*What you should do:* According to the post about the gender audit of poetry publishers, what period of publication does the audit cover?

This
post follows on from the last one.
Seeking an explanation for the gender imbalance in the Saturday Guardian
Review’s poetry reviews, I’ve done a much bigger exercise, an online gender audit of the big five
poetry publishers: Bloodaxe, Cape, Carcanet, Faber, Picador. Plus a very quick count for Salt and
Seren.
It’s
more complicated to do than you might think.... Instead of putting the results up
front, I’m going to explain the methodology first. In detail!
The
audit is based on information from the publishers’ websites, occasionally supplemented by Amazon searches when
data was missing or unclear.
It
covers books published between January 2010 and end April 2013. (I chose Jan 2010 because it’s far enough back
to give plenty of results, and happens to be the start date for the first Guardian
audit, though of course publication and review dates don’t coincide.) It counts books published, not poets. So if one poet has had 2 books out in that
period, he/she gets counted twice.
Reissues
and reprints are included (alternative: spend endless hours identifying them!)
but not Kindle-only editions or hard/paperback duplicates etc. No title should be counted twice.
I
excluded poets who died before 2000 (may have missed a few), notably Faber’s
backlist, apparently all-male since Jan 2010 apart from Sylvia Plath. I included contemporary poets who have made
versions of something old (whether Rimbaud or the Anglo-Saxons). Contemporary translations are counted for the
originating poet. Straight translations
of dead-before-2000 poets are omitted (yes, there’s a grey area). Anthologies are not included.

*Given information:*
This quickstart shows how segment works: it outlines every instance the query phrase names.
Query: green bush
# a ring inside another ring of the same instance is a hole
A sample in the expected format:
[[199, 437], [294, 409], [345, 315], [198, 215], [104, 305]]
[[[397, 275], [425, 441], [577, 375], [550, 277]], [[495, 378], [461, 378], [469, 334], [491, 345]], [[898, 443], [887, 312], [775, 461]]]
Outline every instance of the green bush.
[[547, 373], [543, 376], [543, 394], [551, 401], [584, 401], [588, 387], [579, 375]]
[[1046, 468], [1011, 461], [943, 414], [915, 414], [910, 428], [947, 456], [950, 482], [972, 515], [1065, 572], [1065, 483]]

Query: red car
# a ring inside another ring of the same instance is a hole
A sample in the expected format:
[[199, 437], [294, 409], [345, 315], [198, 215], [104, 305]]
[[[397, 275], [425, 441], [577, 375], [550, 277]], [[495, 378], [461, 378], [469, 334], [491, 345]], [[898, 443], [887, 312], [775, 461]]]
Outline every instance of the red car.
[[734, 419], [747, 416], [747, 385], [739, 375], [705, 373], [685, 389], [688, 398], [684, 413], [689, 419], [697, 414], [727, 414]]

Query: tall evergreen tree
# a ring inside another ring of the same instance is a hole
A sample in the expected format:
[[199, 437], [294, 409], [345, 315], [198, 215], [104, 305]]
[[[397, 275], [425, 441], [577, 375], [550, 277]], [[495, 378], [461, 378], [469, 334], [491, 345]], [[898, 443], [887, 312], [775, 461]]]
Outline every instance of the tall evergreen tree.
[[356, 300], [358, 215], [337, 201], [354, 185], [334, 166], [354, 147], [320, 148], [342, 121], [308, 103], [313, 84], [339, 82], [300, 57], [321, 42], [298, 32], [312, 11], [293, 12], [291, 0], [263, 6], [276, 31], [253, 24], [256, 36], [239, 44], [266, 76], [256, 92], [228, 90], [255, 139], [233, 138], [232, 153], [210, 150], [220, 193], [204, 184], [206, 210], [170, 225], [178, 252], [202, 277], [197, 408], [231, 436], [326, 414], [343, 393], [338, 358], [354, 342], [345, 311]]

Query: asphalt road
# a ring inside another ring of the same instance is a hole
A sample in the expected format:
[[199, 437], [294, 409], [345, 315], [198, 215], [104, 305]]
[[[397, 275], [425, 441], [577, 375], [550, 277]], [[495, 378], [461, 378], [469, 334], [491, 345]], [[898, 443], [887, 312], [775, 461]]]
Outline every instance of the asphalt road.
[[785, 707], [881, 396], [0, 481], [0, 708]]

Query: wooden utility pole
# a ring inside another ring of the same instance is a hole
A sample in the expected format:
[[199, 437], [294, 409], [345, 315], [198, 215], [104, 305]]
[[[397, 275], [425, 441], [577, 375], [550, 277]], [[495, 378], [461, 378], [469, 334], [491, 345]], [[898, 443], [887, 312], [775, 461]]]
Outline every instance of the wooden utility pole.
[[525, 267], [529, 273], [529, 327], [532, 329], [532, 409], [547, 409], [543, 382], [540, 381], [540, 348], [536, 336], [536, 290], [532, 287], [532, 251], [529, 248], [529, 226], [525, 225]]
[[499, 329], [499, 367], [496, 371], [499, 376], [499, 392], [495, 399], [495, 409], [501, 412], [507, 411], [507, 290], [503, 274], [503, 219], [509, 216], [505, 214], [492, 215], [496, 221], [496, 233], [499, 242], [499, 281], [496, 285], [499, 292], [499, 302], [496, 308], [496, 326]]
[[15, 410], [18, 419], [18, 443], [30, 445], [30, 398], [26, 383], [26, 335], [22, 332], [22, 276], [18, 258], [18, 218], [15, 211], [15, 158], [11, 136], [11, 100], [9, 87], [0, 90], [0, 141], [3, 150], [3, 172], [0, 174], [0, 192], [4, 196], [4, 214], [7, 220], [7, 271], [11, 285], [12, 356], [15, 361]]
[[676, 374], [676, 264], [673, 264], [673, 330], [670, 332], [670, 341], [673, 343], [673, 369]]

---

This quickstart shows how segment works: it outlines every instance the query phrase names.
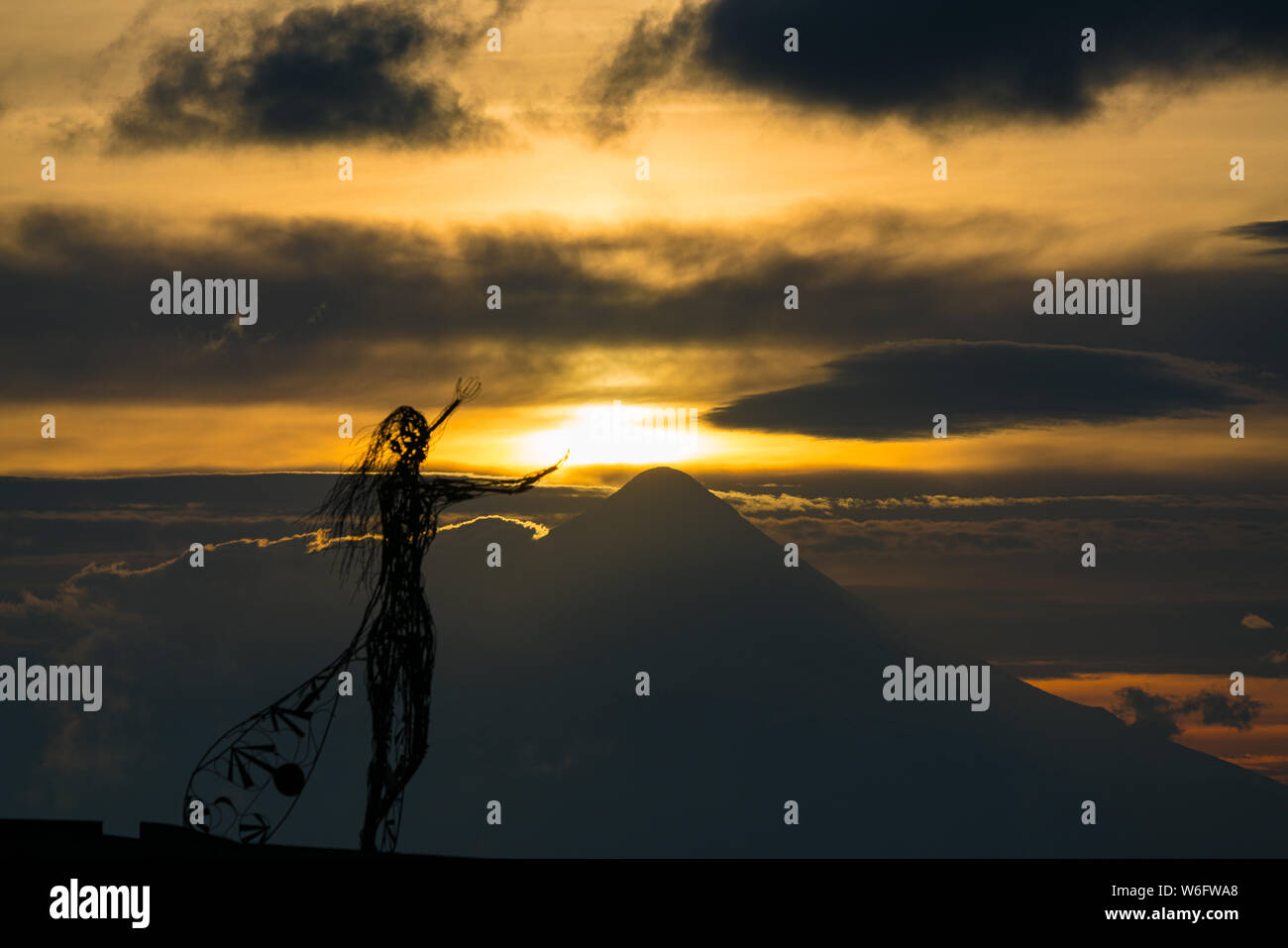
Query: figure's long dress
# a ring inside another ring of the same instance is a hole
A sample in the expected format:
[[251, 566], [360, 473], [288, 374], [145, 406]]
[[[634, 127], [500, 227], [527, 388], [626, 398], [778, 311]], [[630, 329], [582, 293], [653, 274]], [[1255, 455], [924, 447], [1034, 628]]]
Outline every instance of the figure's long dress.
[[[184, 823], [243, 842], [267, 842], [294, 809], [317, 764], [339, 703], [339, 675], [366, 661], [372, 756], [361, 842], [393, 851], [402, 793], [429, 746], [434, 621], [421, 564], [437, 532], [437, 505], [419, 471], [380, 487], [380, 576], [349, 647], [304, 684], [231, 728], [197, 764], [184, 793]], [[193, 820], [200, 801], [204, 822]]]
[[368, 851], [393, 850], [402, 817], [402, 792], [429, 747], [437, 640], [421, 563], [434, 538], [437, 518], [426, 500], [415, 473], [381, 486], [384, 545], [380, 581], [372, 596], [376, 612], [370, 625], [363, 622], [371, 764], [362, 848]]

*Finished task:* Books published between January 2010 and the end of April 2013.